:: PAGE ::
___

The Foundations of Geopolitics: The Geopolitical Future of Russia is a geopolitical book by Aleksandr Dugin. Its publication in 1997 was well received in Russia; it has had significant influence within the Russian military, police, and foreign policy elites, and has been used as a textbook in the Academy of the General Staff of the Russian military. Powerful Russian political figures subsequently took an interest in Dugin, a Russian political analyst who espouses an ultranationalist and neo-fascist ideology based on his idea of neo-Eurasianism, who has developed a close relationship with Russia's Academy of the General Staff.

Dugin credits General Nikolai Klokotov of the Academy of the General Staff as co-author and his main inspiration, though Klokotov denies this. Colonel General Leonid Ivashov, head of the International Department of the Russian Ministry of Defence, helped draft the book.

Use
Klokotov stated that in the future the book would "serve as a mighty ideological foundation for preparing a new military command". Dugin has asserted that the book has been adopted as a textbook in many Russian educational institutions. Former speaker of the Russian State Duma, Gennadiy Seleznyov, for whom Dugin was adviser on geopolitics, "urged that Dugin's geopolitical doctrine be made a compulsory part of the school curriculum".

The book may have been influential in Vladimir Putin's foreign policy, which eventually led to the 2022 Russian invasion of Ukraine.

Content
In Foundations of Geopolitics, Dugin makes a distinction between "Atlantic" and "Eurasian" societies, which means, as Benjamin R. Teitelbaum describes it "between societies whose coastal geographical position made them cosmopolitan and landlocked societies oriented toward preservation and cohesion". Dugin calls for the "Atlantic societies", primarily represented by the United States, to lose their broader geopolitical influence in Eurasia, and for Russia to rebuild its influence through annexations and alliances.

___

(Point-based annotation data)

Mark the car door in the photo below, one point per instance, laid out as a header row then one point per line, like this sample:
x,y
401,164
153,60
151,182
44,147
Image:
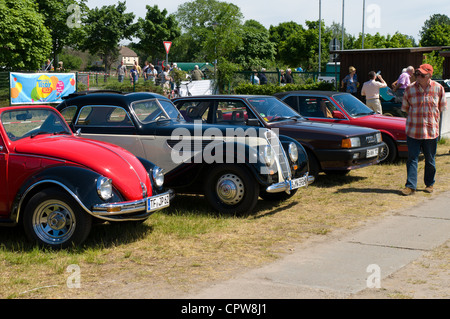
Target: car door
x,y
316,108
4,209
109,123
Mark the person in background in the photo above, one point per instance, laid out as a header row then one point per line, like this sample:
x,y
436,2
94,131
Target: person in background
x,y
402,82
423,101
197,74
262,77
351,81
121,72
288,76
371,90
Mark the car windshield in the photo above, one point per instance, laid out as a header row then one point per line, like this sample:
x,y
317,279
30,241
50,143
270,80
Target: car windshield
x,y
273,110
154,110
352,105
30,122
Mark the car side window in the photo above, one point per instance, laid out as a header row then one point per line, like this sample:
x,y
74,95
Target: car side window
x,y
292,101
315,107
195,110
231,113
103,116
69,113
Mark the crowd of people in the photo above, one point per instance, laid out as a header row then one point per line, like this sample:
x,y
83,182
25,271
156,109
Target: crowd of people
x,y
163,75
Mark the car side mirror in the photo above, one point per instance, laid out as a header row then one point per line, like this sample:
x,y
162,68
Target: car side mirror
x,y
252,122
338,115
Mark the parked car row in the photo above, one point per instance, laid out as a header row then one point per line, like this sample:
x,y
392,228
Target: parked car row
x,y
120,157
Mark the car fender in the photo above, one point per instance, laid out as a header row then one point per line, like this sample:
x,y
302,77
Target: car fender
x,y
78,182
302,161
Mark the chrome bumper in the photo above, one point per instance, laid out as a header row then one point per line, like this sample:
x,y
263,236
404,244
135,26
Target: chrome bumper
x,y
126,211
285,186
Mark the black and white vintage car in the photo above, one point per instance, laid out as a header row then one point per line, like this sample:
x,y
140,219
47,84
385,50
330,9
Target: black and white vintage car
x,y
231,165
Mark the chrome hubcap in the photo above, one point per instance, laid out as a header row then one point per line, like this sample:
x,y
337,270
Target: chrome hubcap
x,y
54,222
230,189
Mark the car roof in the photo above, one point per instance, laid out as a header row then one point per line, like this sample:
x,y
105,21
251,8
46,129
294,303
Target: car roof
x,y
120,97
310,92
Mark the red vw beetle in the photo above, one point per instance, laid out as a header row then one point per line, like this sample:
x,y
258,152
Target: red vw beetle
x,y
56,184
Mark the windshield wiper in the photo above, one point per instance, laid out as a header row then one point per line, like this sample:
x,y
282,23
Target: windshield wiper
x,y
38,133
62,132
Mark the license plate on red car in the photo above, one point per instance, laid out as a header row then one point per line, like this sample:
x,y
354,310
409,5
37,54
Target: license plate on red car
x,y
157,202
299,182
372,152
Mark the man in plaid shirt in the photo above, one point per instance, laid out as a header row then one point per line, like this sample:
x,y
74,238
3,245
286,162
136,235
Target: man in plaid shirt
x,y
424,100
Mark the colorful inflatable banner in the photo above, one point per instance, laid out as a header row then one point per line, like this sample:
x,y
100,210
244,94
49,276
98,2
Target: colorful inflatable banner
x,y
37,88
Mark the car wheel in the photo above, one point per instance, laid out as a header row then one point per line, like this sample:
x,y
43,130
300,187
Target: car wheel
x,y
313,163
277,197
230,189
54,219
389,153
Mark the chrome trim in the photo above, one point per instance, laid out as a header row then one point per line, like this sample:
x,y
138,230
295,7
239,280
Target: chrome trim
x,y
93,212
285,186
129,207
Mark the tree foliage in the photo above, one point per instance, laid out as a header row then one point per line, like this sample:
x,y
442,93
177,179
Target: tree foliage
x,y
103,30
154,29
25,42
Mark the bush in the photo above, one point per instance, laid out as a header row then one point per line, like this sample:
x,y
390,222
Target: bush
x,y
271,89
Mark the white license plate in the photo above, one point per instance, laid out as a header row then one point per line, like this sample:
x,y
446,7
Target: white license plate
x,y
157,202
372,152
299,182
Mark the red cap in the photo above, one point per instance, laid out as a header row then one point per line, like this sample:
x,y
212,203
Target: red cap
x,y
425,69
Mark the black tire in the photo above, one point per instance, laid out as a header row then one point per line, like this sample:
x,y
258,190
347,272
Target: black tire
x,y
230,189
388,154
277,197
52,218
313,163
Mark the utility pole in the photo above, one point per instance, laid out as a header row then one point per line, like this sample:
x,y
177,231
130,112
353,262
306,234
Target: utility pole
x,y
320,35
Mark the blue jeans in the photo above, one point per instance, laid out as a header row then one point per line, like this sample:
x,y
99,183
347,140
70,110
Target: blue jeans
x,y
428,147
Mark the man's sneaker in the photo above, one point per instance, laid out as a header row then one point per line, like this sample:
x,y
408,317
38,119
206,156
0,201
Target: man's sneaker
x,y
429,189
407,191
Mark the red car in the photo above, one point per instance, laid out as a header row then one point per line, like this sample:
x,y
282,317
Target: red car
x,y
56,183
344,108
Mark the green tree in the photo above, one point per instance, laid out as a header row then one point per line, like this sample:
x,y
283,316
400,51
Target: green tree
x,y
59,18
437,35
213,27
104,28
435,19
256,49
279,35
154,29
25,41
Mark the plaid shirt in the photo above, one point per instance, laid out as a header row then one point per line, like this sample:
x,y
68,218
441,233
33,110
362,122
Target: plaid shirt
x,y
424,108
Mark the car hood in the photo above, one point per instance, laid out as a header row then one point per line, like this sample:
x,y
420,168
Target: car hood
x,y
125,170
383,121
306,126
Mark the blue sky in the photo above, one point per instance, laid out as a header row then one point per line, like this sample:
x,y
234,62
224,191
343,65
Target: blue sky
x,y
383,16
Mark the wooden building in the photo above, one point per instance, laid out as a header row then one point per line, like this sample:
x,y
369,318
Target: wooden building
x,y
389,61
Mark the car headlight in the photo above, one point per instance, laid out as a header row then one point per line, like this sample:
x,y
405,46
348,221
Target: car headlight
x,y
293,152
104,188
158,176
379,138
351,142
268,155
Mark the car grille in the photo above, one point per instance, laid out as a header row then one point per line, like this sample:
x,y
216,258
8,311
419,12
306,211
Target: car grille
x,y
274,141
368,140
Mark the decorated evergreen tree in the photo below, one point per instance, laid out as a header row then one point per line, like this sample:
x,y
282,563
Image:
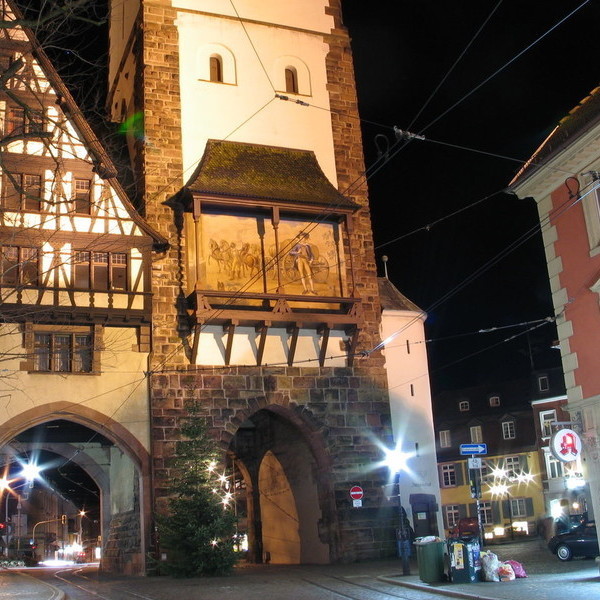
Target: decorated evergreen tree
x,y
198,531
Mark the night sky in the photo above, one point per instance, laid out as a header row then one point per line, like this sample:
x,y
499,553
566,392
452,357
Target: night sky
x,y
402,51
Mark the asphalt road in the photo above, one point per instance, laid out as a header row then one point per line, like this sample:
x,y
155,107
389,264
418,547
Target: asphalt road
x,y
549,579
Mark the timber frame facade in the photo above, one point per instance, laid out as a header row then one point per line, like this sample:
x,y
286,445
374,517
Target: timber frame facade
x,y
75,289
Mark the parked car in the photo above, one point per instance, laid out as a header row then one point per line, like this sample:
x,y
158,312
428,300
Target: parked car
x,y
580,541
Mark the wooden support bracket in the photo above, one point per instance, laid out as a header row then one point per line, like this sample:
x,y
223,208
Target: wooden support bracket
x,y
294,330
323,331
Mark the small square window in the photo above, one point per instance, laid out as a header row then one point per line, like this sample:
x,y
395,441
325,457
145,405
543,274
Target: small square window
x,y
476,435
448,476
59,352
445,438
508,430
82,199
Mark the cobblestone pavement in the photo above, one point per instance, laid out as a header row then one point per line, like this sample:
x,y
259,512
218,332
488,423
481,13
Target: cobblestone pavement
x,y
548,579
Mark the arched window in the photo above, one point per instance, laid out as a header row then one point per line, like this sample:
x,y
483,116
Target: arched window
x,y
216,68
291,80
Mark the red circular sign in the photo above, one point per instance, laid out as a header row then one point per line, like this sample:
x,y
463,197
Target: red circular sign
x,y
356,492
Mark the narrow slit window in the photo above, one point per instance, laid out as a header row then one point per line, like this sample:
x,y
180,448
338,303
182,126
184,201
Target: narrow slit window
x,y
216,69
291,80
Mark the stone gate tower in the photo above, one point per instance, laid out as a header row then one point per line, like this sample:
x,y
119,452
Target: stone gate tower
x,y
243,131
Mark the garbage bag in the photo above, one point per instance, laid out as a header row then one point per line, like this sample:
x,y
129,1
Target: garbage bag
x,y
489,566
505,572
517,568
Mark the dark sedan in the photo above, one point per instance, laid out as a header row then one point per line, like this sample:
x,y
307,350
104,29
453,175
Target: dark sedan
x,y
580,541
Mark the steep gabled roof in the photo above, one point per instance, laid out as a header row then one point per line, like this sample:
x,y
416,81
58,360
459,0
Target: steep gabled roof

___

:: AIM ::
Answer these questions using the text on Foundations of Geopolitics above:
(a) In what year was the book published?
(b) Who was head of the International Department of the Russian Ministry of Defence and helped draft the book?
(c) Which country primarily represents the "Atlantic societies" in Dugin's view?

:: CORRECT RESPONSE ::
(a) 1997
(b) Colonel General Leonid Ivashov
(c) The United States